**Supplied text**
-.-.-
Some of the illustrious blog crew - Lance Mannion, Pandagon, Rob Farley - are discussing the recent NY Times list of Best Work of American Fiction of the Last 25 Years. These kinds of lists are often rather silly since one may have very good reasons for considering a work such as (non-American) Malcolm Lowry's Under the Volcano great for rather individual reasons but less for public ones. Not to say that there's no objectivity to divining great literature, but I've done it with records and find that the top five or ten would have to include, for me, records that I know most other people wouldn't put in the list.
The NY Times top five, according to some 200 or so critics, if you can't stand waiting, are:
1. Beloved, Tony Morrison
2. Underworld, Don Delillo
3. Rabbit Angstrom, John Updike
4. Blood Meridian, Cormac McCarthy
5. American Pastoral, Philip Roth
I haven't read one of them, though I've read at least something by all of these authors. I'm not particularly enamored by any of them.
But here's the problem: since writing my dissertation I've been able to read maybe one or two fiction works per year and that's it. I read all day off and on, but most of it is geared to my academic profession. When I have leisure time - whatever that is - I feel guilty if I'm not reading something that fills a gap in my understanding directly or indirectly related to my fields. The nightstand has a stack of novels to be read. The stack has grown over the past several years and not one of them has been read. When you read all day, the last thing you want to do is more reading when you're done for the day. Watching a baseball or basketball game is more like it. The last really good novel I read was John Banville's The Untouchable several years ago.
This, however, runs counter to an earlier mission gained in high school and undergrad days, which was to read the major works of every national or linguistic literary tradition. A tough project, and one involving arbitrary guidelines for the idea behind "a tradition," but I set out on it. Periods, which overlapped, included,
The Beats
The Great Russian Novels (beginning with Turgenev's Fathers and Sons)
The Great Modern Latin American Works (the obvious greats like Garcia-Marquez and Cortazar, but also somewhat lesser-known authors such as Juan Rulfo)
-.-.-
(A data block)
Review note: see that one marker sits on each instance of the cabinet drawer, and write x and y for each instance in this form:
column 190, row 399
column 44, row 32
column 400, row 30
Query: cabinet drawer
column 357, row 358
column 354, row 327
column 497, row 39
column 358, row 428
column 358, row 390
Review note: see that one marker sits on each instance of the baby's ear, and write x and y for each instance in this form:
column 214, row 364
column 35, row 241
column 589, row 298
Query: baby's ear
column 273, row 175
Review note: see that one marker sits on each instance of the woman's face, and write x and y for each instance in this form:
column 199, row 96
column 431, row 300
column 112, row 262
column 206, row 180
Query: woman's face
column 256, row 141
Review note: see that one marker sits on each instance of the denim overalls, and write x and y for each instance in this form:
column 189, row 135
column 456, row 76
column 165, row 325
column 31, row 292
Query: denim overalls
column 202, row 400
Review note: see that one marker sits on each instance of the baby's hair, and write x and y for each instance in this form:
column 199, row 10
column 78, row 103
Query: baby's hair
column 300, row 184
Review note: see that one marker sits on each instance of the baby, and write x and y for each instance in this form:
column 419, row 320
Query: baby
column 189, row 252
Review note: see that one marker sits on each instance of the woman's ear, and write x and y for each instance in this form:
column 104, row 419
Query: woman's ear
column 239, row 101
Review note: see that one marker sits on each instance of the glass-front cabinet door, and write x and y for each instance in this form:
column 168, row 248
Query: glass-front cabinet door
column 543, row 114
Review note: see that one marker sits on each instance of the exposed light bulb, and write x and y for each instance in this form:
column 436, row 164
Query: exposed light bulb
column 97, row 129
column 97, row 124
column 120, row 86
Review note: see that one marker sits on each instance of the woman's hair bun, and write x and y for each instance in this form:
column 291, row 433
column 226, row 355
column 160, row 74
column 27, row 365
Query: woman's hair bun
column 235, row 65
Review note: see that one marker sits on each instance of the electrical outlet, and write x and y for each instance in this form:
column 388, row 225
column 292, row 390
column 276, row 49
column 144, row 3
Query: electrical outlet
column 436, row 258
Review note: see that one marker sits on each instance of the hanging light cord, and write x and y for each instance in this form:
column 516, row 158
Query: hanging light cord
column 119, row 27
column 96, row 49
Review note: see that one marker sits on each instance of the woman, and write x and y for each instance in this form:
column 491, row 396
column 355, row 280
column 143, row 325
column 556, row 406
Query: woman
-.-.-
**Instructions**
1) According to the blog post on fiction lists, why does the stack of novels on the writer's nightstand go unread? Answer in one to three sentences.
2) From the blog post on fiction lists, print the passage that begins at the words "Some of the" and stops after "in the list.".

**The answers**
1) The writer reads all day, mostly for academic work. By the end of the day, more reading is the last thing the writer wants, and watching a baseball or basketball game suits the writer better.

2)
Some of the illustrious blog crew - Lance Mannion, Pandagon, Rob Farley - are discussing the recent NY Times list of Best Work of American Fiction of the Last 25 Years. These kinds of lists are often rather silly since one may have very good reasons for considering a work such as (non-American) Malcolm Lowry's Under the Volcano great for rather individual reasons but less for public ones. Not to say that there's no objectivity to divining great literature, but I've done it with records and find that the top five or ten would have to include, for me, records that I know most other people wouldn't put in the list.